→ **Point localization data**
┌──
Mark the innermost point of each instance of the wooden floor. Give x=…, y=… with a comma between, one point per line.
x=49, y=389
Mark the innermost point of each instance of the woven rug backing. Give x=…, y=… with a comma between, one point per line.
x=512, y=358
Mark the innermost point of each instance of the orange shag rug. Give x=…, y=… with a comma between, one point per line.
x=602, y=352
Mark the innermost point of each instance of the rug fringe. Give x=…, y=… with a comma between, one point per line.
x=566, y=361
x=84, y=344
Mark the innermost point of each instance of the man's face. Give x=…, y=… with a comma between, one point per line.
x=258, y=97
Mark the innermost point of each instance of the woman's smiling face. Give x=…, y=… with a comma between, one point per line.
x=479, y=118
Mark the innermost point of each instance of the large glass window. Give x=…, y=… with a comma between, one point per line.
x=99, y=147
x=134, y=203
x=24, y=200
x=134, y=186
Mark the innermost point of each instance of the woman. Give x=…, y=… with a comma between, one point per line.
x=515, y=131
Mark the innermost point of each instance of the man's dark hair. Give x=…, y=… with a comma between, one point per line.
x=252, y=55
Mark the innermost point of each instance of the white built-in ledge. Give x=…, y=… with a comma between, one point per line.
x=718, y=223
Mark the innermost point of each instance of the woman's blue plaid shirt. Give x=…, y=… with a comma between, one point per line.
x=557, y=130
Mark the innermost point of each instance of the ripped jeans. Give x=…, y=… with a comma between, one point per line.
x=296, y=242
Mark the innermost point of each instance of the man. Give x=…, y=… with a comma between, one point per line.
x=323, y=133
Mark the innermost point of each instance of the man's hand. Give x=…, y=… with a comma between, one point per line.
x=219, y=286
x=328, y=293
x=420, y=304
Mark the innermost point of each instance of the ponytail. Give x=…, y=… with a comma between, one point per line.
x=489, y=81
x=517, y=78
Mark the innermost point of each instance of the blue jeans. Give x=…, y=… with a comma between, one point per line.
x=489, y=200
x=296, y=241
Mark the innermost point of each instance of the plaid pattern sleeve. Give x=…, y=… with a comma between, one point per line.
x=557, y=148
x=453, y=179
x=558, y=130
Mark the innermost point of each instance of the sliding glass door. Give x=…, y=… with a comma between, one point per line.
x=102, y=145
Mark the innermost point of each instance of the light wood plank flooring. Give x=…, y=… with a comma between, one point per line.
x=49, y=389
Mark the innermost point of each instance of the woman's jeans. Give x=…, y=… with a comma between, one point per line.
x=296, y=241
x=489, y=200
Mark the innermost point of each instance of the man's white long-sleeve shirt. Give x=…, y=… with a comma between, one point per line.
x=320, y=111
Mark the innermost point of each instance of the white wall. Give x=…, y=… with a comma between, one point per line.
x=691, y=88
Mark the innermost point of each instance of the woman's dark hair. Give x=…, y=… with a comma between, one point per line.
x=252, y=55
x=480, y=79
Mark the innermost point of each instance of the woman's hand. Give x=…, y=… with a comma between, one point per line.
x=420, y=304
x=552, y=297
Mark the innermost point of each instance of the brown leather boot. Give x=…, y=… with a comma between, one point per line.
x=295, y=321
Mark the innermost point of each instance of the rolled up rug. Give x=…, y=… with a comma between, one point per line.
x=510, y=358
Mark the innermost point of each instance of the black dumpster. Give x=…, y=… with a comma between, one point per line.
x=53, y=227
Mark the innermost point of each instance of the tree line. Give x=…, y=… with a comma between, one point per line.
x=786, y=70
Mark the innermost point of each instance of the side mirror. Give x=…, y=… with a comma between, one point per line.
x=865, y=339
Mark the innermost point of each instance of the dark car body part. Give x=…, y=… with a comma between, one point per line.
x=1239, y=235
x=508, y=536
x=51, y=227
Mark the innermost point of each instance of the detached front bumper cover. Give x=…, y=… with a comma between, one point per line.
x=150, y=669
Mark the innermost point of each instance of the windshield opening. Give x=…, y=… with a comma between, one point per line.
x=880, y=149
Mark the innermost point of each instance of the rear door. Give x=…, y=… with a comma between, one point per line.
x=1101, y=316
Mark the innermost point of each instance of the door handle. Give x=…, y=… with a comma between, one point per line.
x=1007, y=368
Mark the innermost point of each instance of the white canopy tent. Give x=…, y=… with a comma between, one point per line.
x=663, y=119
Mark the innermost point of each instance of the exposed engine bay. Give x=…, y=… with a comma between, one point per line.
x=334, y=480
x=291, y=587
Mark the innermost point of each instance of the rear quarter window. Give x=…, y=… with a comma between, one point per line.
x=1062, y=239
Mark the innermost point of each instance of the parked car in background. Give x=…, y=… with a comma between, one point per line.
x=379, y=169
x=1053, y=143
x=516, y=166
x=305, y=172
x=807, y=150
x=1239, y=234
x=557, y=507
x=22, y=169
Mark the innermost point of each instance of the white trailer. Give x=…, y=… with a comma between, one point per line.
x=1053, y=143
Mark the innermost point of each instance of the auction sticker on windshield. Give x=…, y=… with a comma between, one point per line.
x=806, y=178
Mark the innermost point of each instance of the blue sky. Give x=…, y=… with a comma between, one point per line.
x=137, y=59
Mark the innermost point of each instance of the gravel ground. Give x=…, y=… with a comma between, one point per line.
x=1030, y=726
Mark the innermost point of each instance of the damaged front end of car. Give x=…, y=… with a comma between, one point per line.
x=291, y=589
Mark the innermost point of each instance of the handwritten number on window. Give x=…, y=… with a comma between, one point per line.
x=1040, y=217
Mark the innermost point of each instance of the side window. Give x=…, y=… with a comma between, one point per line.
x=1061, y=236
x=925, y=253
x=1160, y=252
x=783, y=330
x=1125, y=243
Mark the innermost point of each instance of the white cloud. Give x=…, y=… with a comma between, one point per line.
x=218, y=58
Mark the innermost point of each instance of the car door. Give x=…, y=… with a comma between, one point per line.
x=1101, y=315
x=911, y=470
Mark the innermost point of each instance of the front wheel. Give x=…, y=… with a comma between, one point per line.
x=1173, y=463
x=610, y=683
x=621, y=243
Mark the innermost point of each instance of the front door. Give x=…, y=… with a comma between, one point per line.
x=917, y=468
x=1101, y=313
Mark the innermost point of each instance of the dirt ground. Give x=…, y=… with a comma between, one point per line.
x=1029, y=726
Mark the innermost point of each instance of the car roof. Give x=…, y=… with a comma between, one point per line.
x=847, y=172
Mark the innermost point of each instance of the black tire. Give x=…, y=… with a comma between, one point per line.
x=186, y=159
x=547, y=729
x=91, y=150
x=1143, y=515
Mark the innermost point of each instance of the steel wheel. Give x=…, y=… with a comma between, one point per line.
└──
Would you retype all of the data exactly as shown?

Mark the innermost point of each instance of the wooden floor. Give x=…, y=… with a comma between, one point per line.
x=49, y=389
Mark the innermost point of each instance of the woven rug backing. Give x=…, y=… with a comma between, one point per line.
x=512, y=358
Mark the innermost point of each instance of the orange shag rug. Give x=…, y=… with a comma between, one point per line.
x=602, y=352
Mark the innermost point of each instance of the rug fringe. Give x=…, y=… with a comma between, one point per line.
x=566, y=361
x=84, y=344
Mark the innermost point of each instance of the man's face. Give x=…, y=… with a comma between, one point per line.
x=258, y=97
Mark the innermost point of each instance of the woman's smiling face. Give x=…, y=… with a comma between, one point per line.
x=479, y=118
Mark the innermost point of each instance of the large glass window. Give x=…, y=… with a comma between, one point per line.
x=99, y=147
x=134, y=203
x=24, y=200
x=134, y=186
Mark the innermost point of each instance of the woman. Give x=…, y=… with a comma between, one point per line.
x=515, y=131
Mark the innermost point of each instance of the man's dark hair. Give x=…, y=… with a comma between, one point per line.
x=252, y=55
Mark the innermost point of each instance of the white built-in ledge. Give x=…, y=… with a comma between, one point per line.
x=718, y=223
Mark the innermost point of each instance of the woman's blue plaid shirt. Give x=…, y=… with a comma between, one point per line.
x=557, y=130
Mark the innermost point of each instance of the ripped jeans. Give x=…, y=… with a comma between, one point per line.
x=296, y=242
Mark the innermost point of each instance of the man. Give x=…, y=… with a comma between, one point per line.
x=323, y=133
Mark the innermost point of each instance of the man's hand. Give x=…, y=… with a comma between, one point per line.
x=219, y=286
x=328, y=293
x=420, y=304
Mark the innermost point of each instance of the ponytail. Give x=…, y=… with a comma between, one point per line.
x=489, y=81
x=517, y=78
Mark the innermost point of each instance of the blue jeans. Give x=…, y=… with a comma between, one point per line.
x=489, y=200
x=296, y=241
Mark the innermost point of each instance of the plaid pattern sleeve. Give x=…, y=… with a comma between, one point per line.
x=557, y=148
x=453, y=179
x=558, y=130
Mark the innermost point of each instance of the sliding glass door. Give x=…, y=… with a comma between, one point per line.
x=102, y=145
Mark the innermost point of each instance of the light wood plank flooring. Give x=…, y=… with a comma between, one point per line.
x=49, y=389
Mark the innermost point of each instance of the woman's jeans. Give x=…, y=… with a comma between, one point per line.
x=296, y=241
x=489, y=200
Mark the innermost point of each instance of the man's white long-sleeve shirt. Give x=…, y=… with a comma between, one point per line.
x=320, y=111
Mark the innermost point of each instance of the white wall. Give x=…, y=… with a comma between, one point per line.
x=691, y=88
Mark the innermost point of each instance of the woman's dark hair. Give x=…, y=… with a comma between, one point per line.
x=252, y=55
x=480, y=79
Mark the innermost point of each instance of the woman's hand. Give x=…, y=… with a comma between, one point per line.
x=420, y=304
x=552, y=297
Mark the innermost point of each instance of the brown leather boot. Give x=…, y=… with a comma between, one point per line.
x=295, y=321
Mark the innermost point of each instance of the rolled up rug. Give x=…, y=… with a comma between, one point per line.
x=510, y=358
Mark the innermost point of each instance of the black dumpster. Give x=…, y=… with a comma between, one point per line.
x=53, y=227
Mark the innermost point of each instance of the tree line. Give x=…, y=… with a comma between, one point per line.
x=786, y=70
Mark the innermost point of each instance of the side mirror. Give x=…, y=… with a comma between, one point per line.
x=865, y=339
Mark the innermost point of each instance of the dark car body part. Give x=…, y=… with a comma between, one point per line.
x=1239, y=235
x=508, y=536
x=51, y=227
Mark the innermost point of each instance of the detached front bumper cover. Give x=…, y=… with a comma between, one point per line.
x=150, y=669
Mark the innermost point of each instance of the windshield opening. Give x=…, y=… with a comma between, one point per line.
x=880, y=149
Mark the innermost point of each instance of the rear door. Give x=…, y=… with a comma between, one point per line.
x=1101, y=316
Mark the innermost point of each instance of the door handle. Give x=…, y=… with a comma between, one point per line.
x=1007, y=368
Mark the innermost point of each instance of the white canopy tent. Give x=…, y=… with a comma between, one point per line.
x=663, y=119
Mark the innermost point of each instance of the exposed engine bay. Give x=…, y=… with a comma between, one point per line.
x=334, y=480
x=291, y=587
Mark the innermost point of each instance of the rear quarter window. Give x=…, y=… with a comma between, one point per line.
x=1062, y=239
Mark the innermost point of each instance of the parked car in background. Give x=…, y=… with a comma between, one point per line.
x=379, y=169
x=1053, y=143
x=516, y=166
x=305, y=172
x=807, y=150
x=1239, y=234
x=557, y=507
x=22, y=169
Mark the innermost point of each instance of the white trailer. Give x=…, y=… with a comma between, one point per line.
x=1053, y=143
Mark the innermost point of each instance of the auction sticker on windshield. Give x=…, y=… with a comma between, one point per line.
x=806, y=178
Mark the innermost point of each instance of the blue sky. Give x=…, y=… with a comma between, one point per line.
x=137, y=59
Mark the innermost point of each instance of the gravel ground. Give x=…, y=… with a comma between, one point per line.
x=1030, y=726
Mark the innermost point of each instance of the damaged front end of car. Give x=…, y=… with a comma between, one point per line.
x=291, y=589
Mark the innermost point of each instance of the handwritten number on window. Give x=…, y=… with a comma between, one point per line.
x=1040, y=217
Mark the innermost point of each instance of the side window. Give x=…, y=… with a comma between, one point per line.
x=1061, y=236
x=925, y=253
x=1160, y=252
x=783, y=330
x=1125, y=243
Mark the innermost point of each instance of the white cloud. Give x=…, y=… with a comma between, one point per line.
x=218, y=58
Mark the innermost point of each instance of the car door. Give x=…, y=… with a comma between, one point per line.
x=1101, y=315
x=911, y=470
Mark the innermost point of each instance of the front wheel. Give x=…, y=… with a comma between, one point per line.
x=1173, y=463
x=610, y=683
x=621, y=243
Mark the innermost point of each instance of the front door. Give x=…, y=… with a comma between, one point per line.
x=917, y=468
x=1101, y=313
Mark the innermost point of each instance of the dirt ground. Give x=…, y=… with a comma between, one point per line.
x=1029, y=726
Mark the innermost point of each instance of the car roof. Give x=…, y=… with a comma between, one point per line.
x=847, y=172
Mark the innermost point of each instance of the black tire. Give x=…, y=… with a comma between, one point per line.
x=186, y=159
x=547, y=729
x=91, y=150
x=1143, y=515
Mark the innermost point of each instance of the steel wheel. Give x=…, y=… with a comma between, one point per line.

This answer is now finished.